Records supplied:

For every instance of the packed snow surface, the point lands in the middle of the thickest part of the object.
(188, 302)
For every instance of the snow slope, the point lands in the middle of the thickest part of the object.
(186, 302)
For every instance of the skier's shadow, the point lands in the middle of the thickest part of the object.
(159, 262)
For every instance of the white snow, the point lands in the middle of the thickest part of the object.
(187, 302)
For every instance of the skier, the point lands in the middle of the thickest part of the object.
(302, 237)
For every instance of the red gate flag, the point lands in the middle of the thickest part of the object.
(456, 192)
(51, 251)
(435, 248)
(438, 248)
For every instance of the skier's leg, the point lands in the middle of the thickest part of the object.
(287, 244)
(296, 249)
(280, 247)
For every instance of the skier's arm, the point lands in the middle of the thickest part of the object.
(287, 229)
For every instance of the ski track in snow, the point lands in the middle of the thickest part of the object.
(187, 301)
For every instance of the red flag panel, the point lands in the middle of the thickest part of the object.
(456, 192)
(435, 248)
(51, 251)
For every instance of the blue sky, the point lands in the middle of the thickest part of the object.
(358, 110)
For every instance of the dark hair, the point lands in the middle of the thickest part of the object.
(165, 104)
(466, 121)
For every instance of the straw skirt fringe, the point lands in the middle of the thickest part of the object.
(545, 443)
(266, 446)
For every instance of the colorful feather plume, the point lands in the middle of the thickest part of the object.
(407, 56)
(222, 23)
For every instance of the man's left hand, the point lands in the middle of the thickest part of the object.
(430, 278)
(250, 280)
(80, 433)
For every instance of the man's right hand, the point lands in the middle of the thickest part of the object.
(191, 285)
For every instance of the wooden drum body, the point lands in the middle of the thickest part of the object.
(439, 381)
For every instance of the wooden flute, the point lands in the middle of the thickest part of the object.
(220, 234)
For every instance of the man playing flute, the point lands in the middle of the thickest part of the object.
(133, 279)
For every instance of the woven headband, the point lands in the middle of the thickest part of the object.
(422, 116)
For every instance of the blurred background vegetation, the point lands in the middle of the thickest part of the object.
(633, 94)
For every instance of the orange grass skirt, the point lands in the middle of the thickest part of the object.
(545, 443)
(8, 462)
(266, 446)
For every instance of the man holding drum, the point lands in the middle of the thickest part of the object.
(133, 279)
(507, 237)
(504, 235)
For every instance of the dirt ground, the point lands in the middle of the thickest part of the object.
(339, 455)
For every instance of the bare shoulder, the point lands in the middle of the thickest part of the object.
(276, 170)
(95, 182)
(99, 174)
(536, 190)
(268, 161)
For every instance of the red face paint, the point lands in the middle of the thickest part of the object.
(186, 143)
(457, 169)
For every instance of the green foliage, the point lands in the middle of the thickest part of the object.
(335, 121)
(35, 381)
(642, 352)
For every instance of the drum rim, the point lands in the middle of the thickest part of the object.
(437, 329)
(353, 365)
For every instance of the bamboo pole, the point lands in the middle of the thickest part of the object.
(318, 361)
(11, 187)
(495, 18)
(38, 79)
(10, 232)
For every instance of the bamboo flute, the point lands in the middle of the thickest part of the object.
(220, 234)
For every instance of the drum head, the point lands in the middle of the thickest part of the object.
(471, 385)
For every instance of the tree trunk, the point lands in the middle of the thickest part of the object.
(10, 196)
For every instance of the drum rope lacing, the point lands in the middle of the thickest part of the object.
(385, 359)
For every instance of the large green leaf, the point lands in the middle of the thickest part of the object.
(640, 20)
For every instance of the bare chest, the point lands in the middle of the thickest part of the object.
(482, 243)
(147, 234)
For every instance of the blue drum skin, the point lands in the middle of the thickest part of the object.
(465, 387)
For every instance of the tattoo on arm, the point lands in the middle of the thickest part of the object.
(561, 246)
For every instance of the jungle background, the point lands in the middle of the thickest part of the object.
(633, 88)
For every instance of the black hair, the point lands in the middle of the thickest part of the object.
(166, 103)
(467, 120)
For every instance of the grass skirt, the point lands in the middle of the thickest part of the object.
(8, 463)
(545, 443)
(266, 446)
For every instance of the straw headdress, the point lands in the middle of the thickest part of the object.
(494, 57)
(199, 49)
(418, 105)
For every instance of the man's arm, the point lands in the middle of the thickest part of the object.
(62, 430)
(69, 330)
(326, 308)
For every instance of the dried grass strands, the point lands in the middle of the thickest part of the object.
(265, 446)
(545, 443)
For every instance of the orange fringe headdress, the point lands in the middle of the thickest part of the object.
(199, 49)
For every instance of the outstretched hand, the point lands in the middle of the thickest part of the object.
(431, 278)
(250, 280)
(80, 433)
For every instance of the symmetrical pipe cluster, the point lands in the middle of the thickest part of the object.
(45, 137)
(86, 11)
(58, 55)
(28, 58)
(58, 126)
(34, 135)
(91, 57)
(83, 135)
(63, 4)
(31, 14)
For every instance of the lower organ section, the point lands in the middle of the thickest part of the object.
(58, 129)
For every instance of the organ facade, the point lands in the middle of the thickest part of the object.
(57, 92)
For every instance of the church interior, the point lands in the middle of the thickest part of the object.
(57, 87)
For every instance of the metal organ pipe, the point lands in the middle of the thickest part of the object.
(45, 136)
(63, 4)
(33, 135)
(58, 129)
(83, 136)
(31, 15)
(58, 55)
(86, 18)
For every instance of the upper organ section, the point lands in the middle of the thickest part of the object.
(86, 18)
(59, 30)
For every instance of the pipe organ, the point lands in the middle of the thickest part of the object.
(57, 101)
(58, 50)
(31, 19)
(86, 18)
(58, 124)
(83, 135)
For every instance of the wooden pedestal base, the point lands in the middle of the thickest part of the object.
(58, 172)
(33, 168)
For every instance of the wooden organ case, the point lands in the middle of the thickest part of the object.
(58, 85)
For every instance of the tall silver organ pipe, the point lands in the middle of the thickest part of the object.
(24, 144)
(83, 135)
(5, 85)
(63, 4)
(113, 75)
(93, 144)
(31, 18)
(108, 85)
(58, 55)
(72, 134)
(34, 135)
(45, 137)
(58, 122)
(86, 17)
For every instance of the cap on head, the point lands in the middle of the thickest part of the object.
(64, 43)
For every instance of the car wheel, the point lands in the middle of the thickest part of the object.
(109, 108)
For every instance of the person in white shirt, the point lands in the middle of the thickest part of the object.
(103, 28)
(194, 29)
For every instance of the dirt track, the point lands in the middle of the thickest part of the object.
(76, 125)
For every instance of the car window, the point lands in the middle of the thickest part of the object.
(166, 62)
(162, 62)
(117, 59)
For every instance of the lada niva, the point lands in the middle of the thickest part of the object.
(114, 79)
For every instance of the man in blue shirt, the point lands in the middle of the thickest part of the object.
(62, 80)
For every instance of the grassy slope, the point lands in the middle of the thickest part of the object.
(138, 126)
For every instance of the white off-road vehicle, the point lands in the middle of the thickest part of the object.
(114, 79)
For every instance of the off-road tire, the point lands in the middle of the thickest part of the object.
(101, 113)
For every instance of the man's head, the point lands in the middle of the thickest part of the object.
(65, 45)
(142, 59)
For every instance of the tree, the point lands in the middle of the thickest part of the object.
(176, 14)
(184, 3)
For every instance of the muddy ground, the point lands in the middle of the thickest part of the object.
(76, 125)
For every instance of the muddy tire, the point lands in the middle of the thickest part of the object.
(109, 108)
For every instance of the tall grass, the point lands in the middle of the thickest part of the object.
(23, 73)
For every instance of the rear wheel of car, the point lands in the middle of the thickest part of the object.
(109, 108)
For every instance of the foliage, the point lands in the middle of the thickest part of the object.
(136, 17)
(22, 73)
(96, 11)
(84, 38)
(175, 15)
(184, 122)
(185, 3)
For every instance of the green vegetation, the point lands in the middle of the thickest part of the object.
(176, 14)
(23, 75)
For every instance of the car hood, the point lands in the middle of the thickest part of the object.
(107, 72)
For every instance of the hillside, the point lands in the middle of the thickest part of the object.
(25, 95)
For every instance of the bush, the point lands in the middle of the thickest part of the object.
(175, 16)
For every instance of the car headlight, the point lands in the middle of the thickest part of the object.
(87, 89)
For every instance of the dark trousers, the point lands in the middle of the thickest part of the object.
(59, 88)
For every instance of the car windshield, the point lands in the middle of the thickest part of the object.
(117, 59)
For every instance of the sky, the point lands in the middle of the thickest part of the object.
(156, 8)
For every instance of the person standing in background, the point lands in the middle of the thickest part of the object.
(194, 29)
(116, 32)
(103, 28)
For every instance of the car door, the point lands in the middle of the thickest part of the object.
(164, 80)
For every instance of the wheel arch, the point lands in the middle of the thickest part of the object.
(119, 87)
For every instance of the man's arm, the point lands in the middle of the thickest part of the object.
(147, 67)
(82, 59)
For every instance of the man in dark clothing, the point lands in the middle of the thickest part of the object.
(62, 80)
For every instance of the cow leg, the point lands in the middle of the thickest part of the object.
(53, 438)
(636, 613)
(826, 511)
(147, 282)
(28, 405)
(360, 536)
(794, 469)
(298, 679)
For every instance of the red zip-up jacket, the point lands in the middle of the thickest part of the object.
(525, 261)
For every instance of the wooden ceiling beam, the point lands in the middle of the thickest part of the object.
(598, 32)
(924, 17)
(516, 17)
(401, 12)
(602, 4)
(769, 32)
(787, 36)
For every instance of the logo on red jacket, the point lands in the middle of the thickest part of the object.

Prompt:
The line containing "For every instance of the person standing" and every line after it, through the end of the records, should be repeated exactly and alone.

Solution for this task:
For every instance of the person standing in background, the point lands in the middle of the thickest part of the object.
(194, 29)
(116, 32)
(103, 28)
For every instance of the car door, the point lands in the middle of the thickest part of the object.
(164, 80)
For every instance of the wheel arch, the point lands in the middle of the thickest part of the object.
(119, 87)
For every instance of the man's arm, the point lands in the middle of the thickest part of the object.
(147, 67)
(82, 59)
For every instance of the man in dark clothing, the point lands in the middle of the thickest part of the object.
(62, 80)
For every instance of the cow leg, the point lands in the middle of the thickest part of the object.
(53, 438)
(636, 613)
(826, 511)
(147, 282)
(28, 405)
(360, 536)
(794, 469)
(298, 679)
For every instance of the red zip-up jacket, the point lands in the middle of the thickest part of the object.
(525, 261)
For every instance of the wooden ceiling beam, the point lands in the middle of the thickest part of the object.
(598, 32)
(924, 17)
(516, 17)
(401, 12)
(602, 4)
(769, 32)
(787, 36)
For every instance of the logo on red jacket, the point lands in the middle of the thickest part of the object.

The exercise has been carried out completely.